The American tenor sax legend Dexter Gordon (1923-1990) lived in Copenhagen between 1962 and 1976. Dex and his sidemen famously played long sessions at Montmartre, the popular jazz venue in the Danish capital, performances that might start at 9.00pm and end at 3.00am in the morning.

In return for the sorting out of Danish work permits, the sax-player also agreed to teach occasional classes. Hence the location, Magleaas High School, chosen for this Danish TV recording on August 5, 1967. His band included the celebrated pianist Kenny Drew, the wonderfully expressive Niels-Henning Ørsted Pedersen on double bass, and Albert ‘Tootie’ Heath on drums that are suitably effervescent, certainly on the two upbeat tracks issued here.

Side A of the record begins with Gordon's Caribbean-tinged Soy Califa, a highly-charged, seven-minute exercise that careers happilly along.This is followed by a version of Johnny Mandel’s The Shadow of Your Smile. We are not comparing like with like here, obviously, but Sarah Vaughan sang that aching ballad with such devastating grace and poise that for this writer nothing beats her version.

◆ **Dataset entries**:
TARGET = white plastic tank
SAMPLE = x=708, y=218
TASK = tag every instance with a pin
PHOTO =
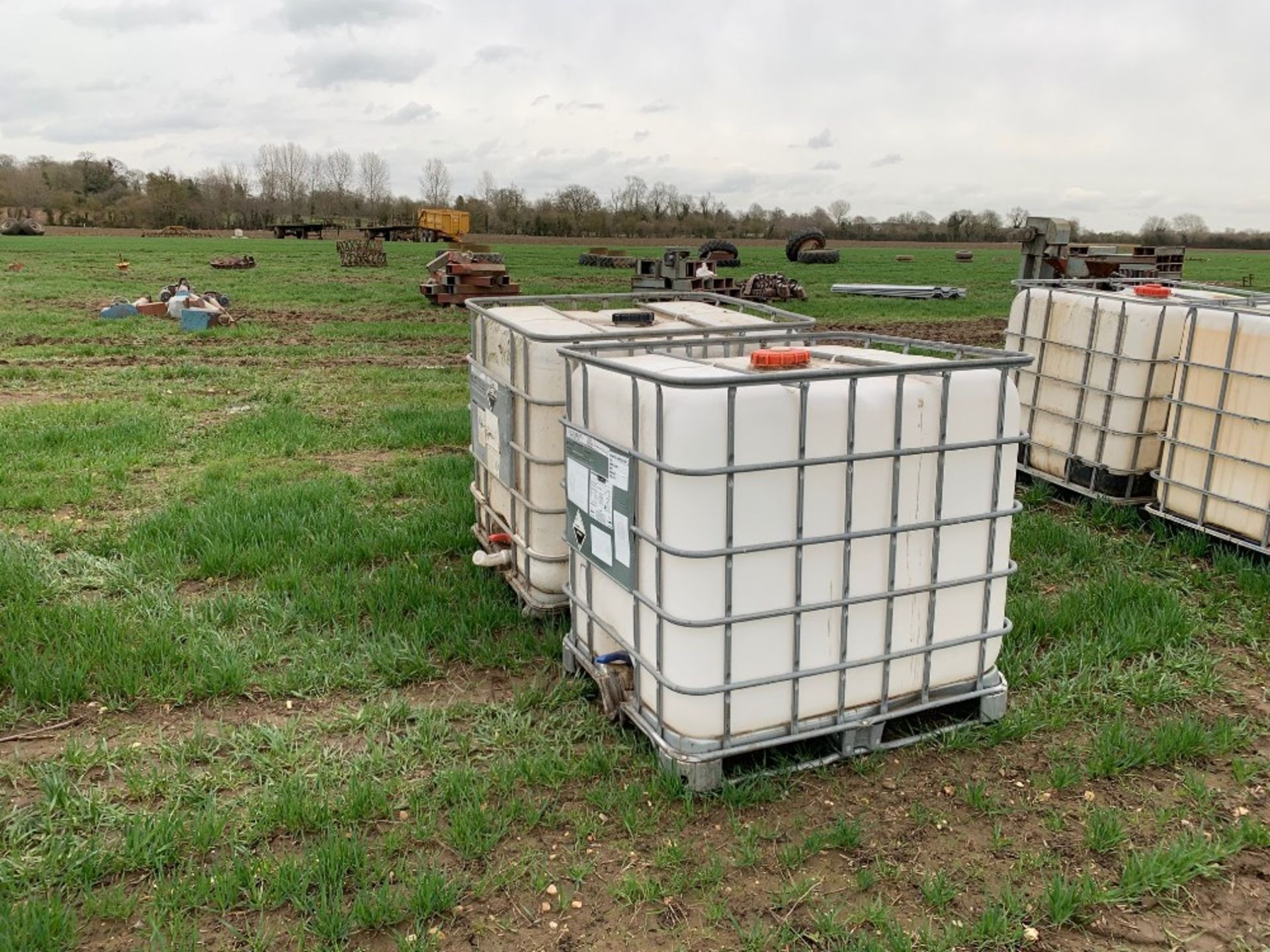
x=1216, y=466
x=1095, y=400
x=727, y=619
x=517, y=400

◆ **Task 1**:
Answer these questions using the Dexter Gordon text:
(a) During which years did Gordon live in Copenhagen?
(b) On what date was the Danish TV recording made?
(c) Who played double bass in his band?
◆ **Task 2**:
Please carry on the Dexter Gordon text, picking up after its final sentence.
The entries play no part in this.

◆ **Answer 1**:
(a) 1962 to 1976
(b) August 5, 1967
(c) Niels-Henning Ørsted Pedersen

◆ **Answer 2**:
As a general observation, the recording has that crunched or gritty sound that harks back to a pre-digital age. Or maybe it’s just the fact that it’s a live recording, without any tweakings.

Side B features the fast and frenetic Sonny Stitt/Gene Ammons number, The Blues Up and Down, an infectiously blissful exercise, with Dexter on top form. Relentlessly, it drives on, entranced by its own energy. The tune includes a brilliant, albeit short solo from double bass player Ørsted Pedersen, who was born in 1946 and died in 2005.

The brief solo  shows just how talented he was, a veritable poet of strings and wood. Some thirty years afterwards, the man who was sometimes dubbed the Great Dane with the Never-Ending Name would play a very fine gig himself at Vicar Street.